> REQUIREMENT
Nothing in the records should change; write them all out exactly.

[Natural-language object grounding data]
··········

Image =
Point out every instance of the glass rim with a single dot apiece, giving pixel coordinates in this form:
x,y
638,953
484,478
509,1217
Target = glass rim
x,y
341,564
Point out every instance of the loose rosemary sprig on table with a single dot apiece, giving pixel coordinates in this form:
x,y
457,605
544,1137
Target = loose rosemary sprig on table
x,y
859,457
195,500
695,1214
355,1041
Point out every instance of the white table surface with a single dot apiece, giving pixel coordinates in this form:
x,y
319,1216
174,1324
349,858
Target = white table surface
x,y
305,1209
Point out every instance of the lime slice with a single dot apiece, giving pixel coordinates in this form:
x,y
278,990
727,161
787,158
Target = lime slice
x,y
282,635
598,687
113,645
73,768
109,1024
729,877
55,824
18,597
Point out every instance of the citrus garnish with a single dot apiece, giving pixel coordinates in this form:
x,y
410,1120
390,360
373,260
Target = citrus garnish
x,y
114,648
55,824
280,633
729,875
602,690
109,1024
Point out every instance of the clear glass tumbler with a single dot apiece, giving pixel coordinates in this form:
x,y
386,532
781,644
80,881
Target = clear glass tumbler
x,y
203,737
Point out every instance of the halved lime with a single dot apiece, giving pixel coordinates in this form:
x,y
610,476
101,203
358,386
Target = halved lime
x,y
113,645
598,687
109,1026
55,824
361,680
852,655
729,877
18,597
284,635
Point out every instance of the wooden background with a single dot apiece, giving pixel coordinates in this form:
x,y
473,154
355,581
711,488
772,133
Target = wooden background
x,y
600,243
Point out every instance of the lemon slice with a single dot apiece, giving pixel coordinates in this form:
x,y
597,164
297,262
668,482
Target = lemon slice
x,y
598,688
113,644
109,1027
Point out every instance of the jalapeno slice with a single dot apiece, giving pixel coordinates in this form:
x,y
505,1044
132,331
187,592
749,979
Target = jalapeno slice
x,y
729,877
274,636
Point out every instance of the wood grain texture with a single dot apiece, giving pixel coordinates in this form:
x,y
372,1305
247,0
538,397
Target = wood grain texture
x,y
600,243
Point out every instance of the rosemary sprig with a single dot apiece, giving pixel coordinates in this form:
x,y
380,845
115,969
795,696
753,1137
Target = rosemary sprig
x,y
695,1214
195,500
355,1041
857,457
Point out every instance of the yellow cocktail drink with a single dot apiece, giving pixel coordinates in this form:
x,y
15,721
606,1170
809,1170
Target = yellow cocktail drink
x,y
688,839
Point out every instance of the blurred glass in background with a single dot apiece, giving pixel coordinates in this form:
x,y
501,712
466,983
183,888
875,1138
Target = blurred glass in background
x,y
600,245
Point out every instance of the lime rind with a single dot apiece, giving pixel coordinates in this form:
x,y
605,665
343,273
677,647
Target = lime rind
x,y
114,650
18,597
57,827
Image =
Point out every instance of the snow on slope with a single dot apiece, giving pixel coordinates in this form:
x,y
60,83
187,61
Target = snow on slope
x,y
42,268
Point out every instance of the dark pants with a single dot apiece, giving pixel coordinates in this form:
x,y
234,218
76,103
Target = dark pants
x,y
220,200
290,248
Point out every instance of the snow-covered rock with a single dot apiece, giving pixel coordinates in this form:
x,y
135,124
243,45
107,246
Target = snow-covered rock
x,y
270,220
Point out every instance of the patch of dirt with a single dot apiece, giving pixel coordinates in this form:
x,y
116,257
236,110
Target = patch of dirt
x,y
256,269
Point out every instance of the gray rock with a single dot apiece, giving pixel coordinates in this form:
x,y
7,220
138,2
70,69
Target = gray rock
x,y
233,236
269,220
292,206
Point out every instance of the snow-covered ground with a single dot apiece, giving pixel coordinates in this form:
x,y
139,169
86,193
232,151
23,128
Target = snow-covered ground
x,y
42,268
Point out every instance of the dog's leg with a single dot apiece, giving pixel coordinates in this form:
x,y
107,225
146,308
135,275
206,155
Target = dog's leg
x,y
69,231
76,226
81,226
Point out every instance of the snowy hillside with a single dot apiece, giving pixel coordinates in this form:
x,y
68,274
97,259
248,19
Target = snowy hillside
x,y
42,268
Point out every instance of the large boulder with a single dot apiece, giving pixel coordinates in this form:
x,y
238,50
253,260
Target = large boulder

··········

> RESPONSE AREA
Image =
Point out every instance of the glass rim with a single dot apiece, giving pixel coordinates in this form:
x,y
638,953
484,478
509,1217
Target = glass rim
x,y
341,564
Point out every instance of the loose rosemary sprig on table with a single dot apiece, giving pixel coordinates in this form:
x,y
457,605
544,1137
Target = loose rosemary sprig on table
x,y
859,457
195,500
695,1214
355,1041
Point out every instance of the white table surface with a single dot apiece, giving pixel coordinates in this form:
x,y
319,1216
174,1324
349,858
Target = white table surface
x,y
305,1209
Point out every instance of the lime slice with a single dot apiece, giving pixel coordinates in this form:
x,y
278,990
727,161
787,158
Target = lime slice
x,y
282,635
598,687
113,645
73,768
109,1024
729,877
55,824
18,597
Point out every instance of the citrus garnish with a single dot apiece, giving pixel coordinates in this form:
x,y
410,1120
390,360
373,260
Target = citrus garnish
x,y
114,648
55,824
280,633
729,875
602,690
109,1024
Point out every instance of the clear glass tumbler with a single dot apiece, giving pixel coordinates in this form:
x,y
386,532
781,644
80,881
Target = clear glass tumbler
x,y
203,737
Point out every instance of the halved lime with a single dot apiece, giving pixel coordinates in this form:
x,y
610,476
101,203
358,386
Target = halved lime
x,y
113,645
598,687
109,1026
55,824
361,680
852,655
729,877
18,597
284,635
Point out every instance of the wooden background with a single dot apiece, giving pixel coordinates in this form:
x,y
473,154
355,581
711,488
772,133
Target = wooden background
x,y
600,243
Point out every instance of the lemon slice with a single dot apiece, giving pixel coordinates in this form:
x,y
597,164
297,262
668,482
Target = lemon slice
x,y
598,688
113,644
109,1027
Point out every instance of the jalapeno slice with a single dot apiece, giving pixel coordinates in this form:
x,y
505,1044
132,331
187,592
749,979
Target = jalapeno slice
x,y
729,877
274,636
Point out every instance of the wood grain texture with a single dot apiece, giving pixel coordinates in this form:
x,y
372,1305
247,0
538,397
Target = wood grain texture
x,y
600,243
Point out every instance of the rosemary sprig with a single dot apiece, giving pixel coordinates in this form:
x,y
380,845
115,969
795,696
753,1137
Target = rosemary sprig
x,y
695,1214
195,500
355,1041
857,457
Point out every instance of the yellow cocktail drink with a single dot apiece, giving pixel coordinates in this form:
x,y
15,721
606,1170
809,1170
Target = yellow cocktail drink
x,y
688,839
Point out every instance of the blurred glass in background with a single dot apiece, giving pixel coordinates in this form:
x,y
501,712
466,983
183,888
875,1138
Target = blurred glass in background
x,y
600,245
Point out every instance of the lime rind with a single dot apiece, giving pixel coordinates in this form:
x,y
605,665
343,273
677,647
Target = lime rind
x,y
114,650
18,597
57,827
Image =
Point out every instance of the snow on slope with a single dot apiece, giving pixel coordinates in this form:
x,y
60,83
187,61
Target = snow on slope
x,y
42,268
Point out every instance of the dark pants with a single dot apiece, giving pixel coordinates in this form:
x,y
234,218
76,103
Target = dark pants
x,y
220,200
290,248
Point out every instance of the snow-covered rock with a single dot apiece, giving pixel coordinates in this form:
x,y
135,124
243,45
107,246
Target = snow-covered rock
x,y
270,220
Point out every instance of the patch of dirt with a single dot apiece, giving pixel coordinates in this form:
x,y
116,257
236,110
Target = patch of dirt
x,y
256,269
Point out every instance of the gray rock with a single dot apiece, giving pixel coordinates in this form:
x,y
7,220
138,2
70,69
Target = gray rock
x,y
233,236
269,220
292,206
Point out every instance of the snow-covered ground with a single dot apiece, giving pixel coordinates in this form:
x,y
139,169
86,193
232,151
23,128
Target = snow-covered ground
x,y
42,268
Point out every instance of the dog's leg with a single dot apiece, giving pixel coordinates in this form:
x,y
107,225
146,308
135,275
206,155
Target = dog's leg
x,y
69,231
76,226
81,226
Point out every instance of the snowy hillside with a single dot apiece, giving pixel coordinates in this form:
x,y
68,274
97,259
248,19
Target = snowy hillside
x,y
42,268
Point out every instance of the large boulder with a single dot apiece, giving pixel coordinates in this form:
x,y
238,50
253,260
Target = large boulder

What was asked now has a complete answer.